Research shows that women constitute half the workforce in the U.S.; however, women only occupy about a quarter of science, technology, engineering, and mathematics (STEM) jobs. In the last twenty years, many educators and researchers have worked to develop strategies and programs to increase the participation of women in STEM careers. Research shows that strategic intervention at the middle school-level can have great impacts on female students’ perspectives of careers in STEM fields. At Rowan University, the Society of Women Engineers: Engineers in Training (SWEET) Program, a program led by engineering faculty and the students of the university’s chapter of the Society of Women Engineers (SWE), was established to help redefine the role of women in STEM fields. Through a series of workshops, the SWEET Program exposed middle school-aged girls to the exciting and meaningful career possibilities in engineering from the perspectives of faculty, current students, and women in the industry.

****************************************

## Request 1
What does the acronym SWEET stand for in the passage on women in STEM?

****************************************

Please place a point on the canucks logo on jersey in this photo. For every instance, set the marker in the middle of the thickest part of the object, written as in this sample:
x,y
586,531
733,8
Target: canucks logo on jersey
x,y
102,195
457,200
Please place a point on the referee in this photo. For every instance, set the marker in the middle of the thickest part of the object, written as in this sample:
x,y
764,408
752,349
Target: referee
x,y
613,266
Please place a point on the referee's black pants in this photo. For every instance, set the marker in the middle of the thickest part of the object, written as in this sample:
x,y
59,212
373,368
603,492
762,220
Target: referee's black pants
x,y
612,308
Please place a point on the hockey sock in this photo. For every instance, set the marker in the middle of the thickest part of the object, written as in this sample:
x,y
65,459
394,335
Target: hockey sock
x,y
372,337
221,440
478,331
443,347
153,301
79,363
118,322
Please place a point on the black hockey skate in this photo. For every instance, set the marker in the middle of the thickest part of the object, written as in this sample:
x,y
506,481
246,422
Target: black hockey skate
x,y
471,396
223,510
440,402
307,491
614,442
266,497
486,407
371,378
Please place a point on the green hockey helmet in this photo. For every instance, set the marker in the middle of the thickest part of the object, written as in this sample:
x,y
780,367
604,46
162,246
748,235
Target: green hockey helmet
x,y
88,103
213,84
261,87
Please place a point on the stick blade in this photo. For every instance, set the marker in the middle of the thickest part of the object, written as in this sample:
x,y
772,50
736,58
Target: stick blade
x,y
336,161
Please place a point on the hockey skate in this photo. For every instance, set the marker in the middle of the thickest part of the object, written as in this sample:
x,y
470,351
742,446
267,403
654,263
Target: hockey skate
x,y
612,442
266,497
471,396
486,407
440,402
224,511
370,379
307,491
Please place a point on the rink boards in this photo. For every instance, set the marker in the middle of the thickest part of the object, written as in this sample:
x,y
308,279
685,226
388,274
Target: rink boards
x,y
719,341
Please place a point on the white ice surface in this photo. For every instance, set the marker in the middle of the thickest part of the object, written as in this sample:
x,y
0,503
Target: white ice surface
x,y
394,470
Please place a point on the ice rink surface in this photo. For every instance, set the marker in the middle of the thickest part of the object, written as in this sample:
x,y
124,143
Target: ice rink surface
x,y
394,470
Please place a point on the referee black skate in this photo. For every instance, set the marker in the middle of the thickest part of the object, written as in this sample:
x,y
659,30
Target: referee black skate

****************************************

## Request 2
Lay out part of the listing as a Markdown table with the columns Row and Line. Start at the line containing "Please place a point on the hockey skate", continue through the end of the listing, number each row, and skip blank lines.

## Exercise result 1
Society of Women Engineers: Engineers in Training

## Exercise result 2
| Row | Line |
|---|---|
| 1 | Please place a point on the hockey skate in this photo. For every instance, set the marker in the middle of the thickest part of the object, written as in this sample: |
| 2 | x,y |
| 3 | 470,351 |
| 4 | 742,446 |
| 5 | 267,403 |
| 6 | 654,263 |
| 7 | Target: hockey skate |
| 8 | x,y |
| 9 | 612,442 |
| 10 | 266,497 |
| 11 | 471,396 |
| 12 | 486,407 |
| 13 | 440,402 |
| 14 | 224,511 |
| 15 | 370,379 |
| 16 | 307,491 |
| 17 | Please place a point on the rink boards in this photo. For every instance, set the marker in the middle of the thickest part of the object, written as in this sample: |
| 18 | x,y |
| 19 | 308,279 |
| 20 | 685,226 |
| 21 | 388,274 |
| 22 | Target: rink boards |
| 23 | x,y |
| 24 | 719,341 |
| 25 | Please place a point on the white ice surface in this photo. For every instance, set the marker in the middle of the thickest part of the object, written as in this sample: |
| 26 | x,y |
| 27 | 0,503 |
| 28 | Target: white ice surface |
| 29 | x,y |
| 30 | 394,470 |
| 31 | Please place a point on the ice rink surface in this photo. For every instance, set the marker in the middle of the thickest part of the object, written as in this sample: |
| 32 | x,y |
| 33 | 124,143 |
| 34 | Target: ice rink surface |
| 35 | x,y |
| 36 | 394,470 |
| 37 | Please place a point on the referee black skate in this photo. For every instance, set the marker in the middle of the thickest part of the object, written as in this sample: |
| 38 | x,y |
| 39 | 659,30 |
| 40 | Target: referee black skate |